Written problem »
Copy every one of the entries below line for line, changing no word, number, or punctuation mark.
-- START OF Dataset records --
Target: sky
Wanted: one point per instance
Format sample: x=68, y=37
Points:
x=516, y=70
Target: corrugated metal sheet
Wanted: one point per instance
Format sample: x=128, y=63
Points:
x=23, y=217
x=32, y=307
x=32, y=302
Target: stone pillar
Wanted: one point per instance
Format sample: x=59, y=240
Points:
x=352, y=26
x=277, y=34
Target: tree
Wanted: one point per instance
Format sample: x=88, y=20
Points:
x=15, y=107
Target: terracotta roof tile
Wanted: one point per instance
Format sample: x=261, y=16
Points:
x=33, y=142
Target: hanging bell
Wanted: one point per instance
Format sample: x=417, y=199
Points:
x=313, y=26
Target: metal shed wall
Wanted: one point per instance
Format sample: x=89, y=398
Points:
-- END OF Dataset records --
Task answer »
Target: sky
Wanted: one point per instance
Format sample: x=68, y=37
Points:
x=516, y=70
Target: corrugated metal sheet
Wanted: one point per instance
Format sample: x=128, y=63
Points:
x=23, y=217
x=32, y=307
x=32, y=302
Target: stone pillar
Wanted: one point per instance
Format sample: x=59, y=240
Points:
x=352, y=26
x=277, y=34
Target: tree
Wanted: one point per instance
Format sample: x=88, y=20
Points:
x=15, y=107
Target: terracotta roof tile
Wanted: one point per instance
Format sample: x=261, y=16
Points:
x=33, y=142
Target: hanging bell
Wanted: one point per instance
Format sample: x=417, y=199
Points:
x=313, y=26
Target: metal shed wall
Wanted: one point per instance
Format sample: x=89, y=398
Points:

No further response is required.